[start of Material provided]

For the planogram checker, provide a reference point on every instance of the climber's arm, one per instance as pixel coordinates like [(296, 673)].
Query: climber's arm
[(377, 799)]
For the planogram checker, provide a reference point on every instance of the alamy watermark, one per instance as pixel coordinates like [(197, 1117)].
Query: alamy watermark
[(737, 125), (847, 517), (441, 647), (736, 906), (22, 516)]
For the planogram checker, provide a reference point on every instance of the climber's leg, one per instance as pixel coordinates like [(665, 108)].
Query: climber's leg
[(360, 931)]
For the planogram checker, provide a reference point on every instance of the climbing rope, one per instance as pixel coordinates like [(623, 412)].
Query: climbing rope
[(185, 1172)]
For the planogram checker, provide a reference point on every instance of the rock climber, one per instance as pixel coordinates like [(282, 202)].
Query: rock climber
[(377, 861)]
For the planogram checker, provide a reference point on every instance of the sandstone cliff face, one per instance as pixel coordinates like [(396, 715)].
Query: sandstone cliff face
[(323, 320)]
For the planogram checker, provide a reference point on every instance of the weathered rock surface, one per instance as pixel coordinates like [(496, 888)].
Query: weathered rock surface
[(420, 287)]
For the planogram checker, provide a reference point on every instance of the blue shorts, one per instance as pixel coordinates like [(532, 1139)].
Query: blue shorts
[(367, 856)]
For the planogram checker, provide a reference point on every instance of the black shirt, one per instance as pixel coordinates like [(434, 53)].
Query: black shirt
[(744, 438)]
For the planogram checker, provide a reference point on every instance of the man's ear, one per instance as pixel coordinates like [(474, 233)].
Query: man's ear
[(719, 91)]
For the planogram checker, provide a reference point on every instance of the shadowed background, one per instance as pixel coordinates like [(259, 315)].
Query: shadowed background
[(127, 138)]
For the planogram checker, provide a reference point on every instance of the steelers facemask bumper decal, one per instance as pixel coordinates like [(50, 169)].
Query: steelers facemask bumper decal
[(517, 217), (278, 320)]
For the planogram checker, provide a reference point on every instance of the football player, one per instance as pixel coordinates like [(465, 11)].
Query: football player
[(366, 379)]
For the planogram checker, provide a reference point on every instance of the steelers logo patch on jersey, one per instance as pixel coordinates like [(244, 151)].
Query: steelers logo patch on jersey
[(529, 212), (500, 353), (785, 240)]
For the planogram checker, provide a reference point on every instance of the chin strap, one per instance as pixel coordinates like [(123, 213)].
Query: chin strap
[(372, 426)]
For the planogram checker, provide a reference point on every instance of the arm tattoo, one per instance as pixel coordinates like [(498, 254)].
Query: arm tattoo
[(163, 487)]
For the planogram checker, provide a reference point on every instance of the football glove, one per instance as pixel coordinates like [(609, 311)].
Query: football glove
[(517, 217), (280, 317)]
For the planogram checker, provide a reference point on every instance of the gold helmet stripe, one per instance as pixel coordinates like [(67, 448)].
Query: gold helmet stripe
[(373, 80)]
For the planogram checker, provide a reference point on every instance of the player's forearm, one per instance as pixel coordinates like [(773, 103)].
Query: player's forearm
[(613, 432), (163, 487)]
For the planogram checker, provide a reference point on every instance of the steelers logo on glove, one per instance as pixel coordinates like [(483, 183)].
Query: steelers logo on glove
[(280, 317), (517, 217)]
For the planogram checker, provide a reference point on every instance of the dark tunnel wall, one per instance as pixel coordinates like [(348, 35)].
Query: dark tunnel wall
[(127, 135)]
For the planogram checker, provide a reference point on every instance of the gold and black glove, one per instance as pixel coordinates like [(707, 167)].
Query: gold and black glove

[end of Material provided]

What is being asked:
Convert every line of the recorded data above into a numbered list, leaving out any blank lines.

Response:
1. For the planogram checker, provide a reference point on every instance of the climber's arm, one per instance as pixel coordinates like [(296, 673)].
2. Query: climber's arm
3. [(377, 799)]
4. For the planogram checker, provide a reference point on every instance of the alamy watermark, one per instance as pixel coordinates like [(197, 1117)].
5. Query: alamy watermark
6. [(737, 125), (847, 517), (441, 647), (736, 906), (22, 516)]
7. For the planogram checker, provide a reference point on every instance of the climber's leg, one per instance as pixel coordinates like [(665, 108)].
8. Query: climber's leg
9. [(360, 931)]
10. For the planogram checker, provide a reference point on every instance of the climbing rope, one per instance as pixel coordinates like [(623, 412)].
11. Query: climbing rope
12. [(185, 1172)]
13. For the planogram checker, provide a reference point on every instance of the rock climber, one per instance as pixel coordinates like [(282, 202)].
14. Query: rock climber
15. [(377, 861)]
16. For the planogram checker, provide a reference point on every instance of the sandstone cliff face, one per instance as pixel coordinates like [(396, 715)].
17. Query: sandstone cliff face
18. [(323, 320)]
19. For the planogram checker, provide a reference point on every instance of the weathered rock surface, one per instance as pixel coordinates like [(496, 888)].
20. Query: weathered rock surface
21. [(420, 287)]
22. For the planogram checker, provide a reference point on every instance of the blue shorts, one per instance as pixel coordinates like [(532, 1139)].
23. Query: blue shorts
24. [(367, 856)]
25. For the planogram checker, provide a reference point on every instance of the black shirt, one per instance as pixel coordinates like [(434, 53)].
26. Query: black shirt
27. [(744, 438)]
28. For the planogram checker, provide a reference point on every instance of the man's ear, one per instance as pixel coordinates like [(474, 233)].
29. Query: man's ear
30. [(719, 91)]
31. For the planogram checker, provide a reference point on every instance of the shadowed background, one per instance as pixel coordinates like [(259, 315)].
32. Query: shadowed background
33. [(127, 138)]
34. For the planogram checker, provide a reference point on every instance of the steelers facemask bumper decal, one per instance as pixel coordinates like [(50, 169)].
35. Query: steelers facemask bumper decal
36. [(517, 217), (278, 320)]
37. For the planogram checker, provide a reference point on every instance of the football player, one per instance as pixel coordinates like [(465, 11)].
38. Query: football player
39. [(366, 379)]
40. For the planogram checker, provide a reference point on every instance of the steelers logo patch on jersey, one per instance as pixel coordinates like [(244, 151)].
41. Query: steelers logo patch on jersey
42. [(529, 212), (500, 353), (785, 240)]
43. For the planogram checker, provide a reference point on every instance of the chin strap, one per instance as pixel coordinates like [(123, 213)].
44. Query: chin strap
45. [(372, 426)]
46. For the planogram checker, provide a reference point on every instance of the arm tattoo, one per instance as pixel coordinates like [(498, 254)].
47. Query: arm tattoo
48. [(163, 487)]
49. For the planogram checker, provide a reference point on every instance of the football glove, one per instance as pixel coordinates like [(609, 311)].
50. Query: football glove
51. [(517, 217), (280, 317)]
52. For the planogram checker, provide a reference point on every instance of the gold helmet stripe, one per instance as pixel coordinates like [(67, 448)].
53. Query: gold helmet stripe
54. [(373, 80)]
55. For the planogram checker, provide a reference point on every instance of the player's forearm, one per instance as pixel coordinates like [(773, 103)].
56. Query: player's forearm
57. [(613, 432), (163, 487)]
58. For the planogram checker, provide a reference point on every instance of the steelers logo on glove, one per instance as pixel coordinates like [(483, 183)].
59. Query: steelers logo on glove
60. [(280, 317), (517, 217)]
61. For the planogram checker, provide a reference point on every instance of the dark tunnel wall, one per instance as pixel coordinates like [(348, 35)].
62. Query: dark tunnel wall
63. [(127, 135)]
64. For the planogram checker, provide a reference point on every instance of the gold and black glove, one per instance as pixel coordinates like [(707, 167)].
65. Query: gold and black glove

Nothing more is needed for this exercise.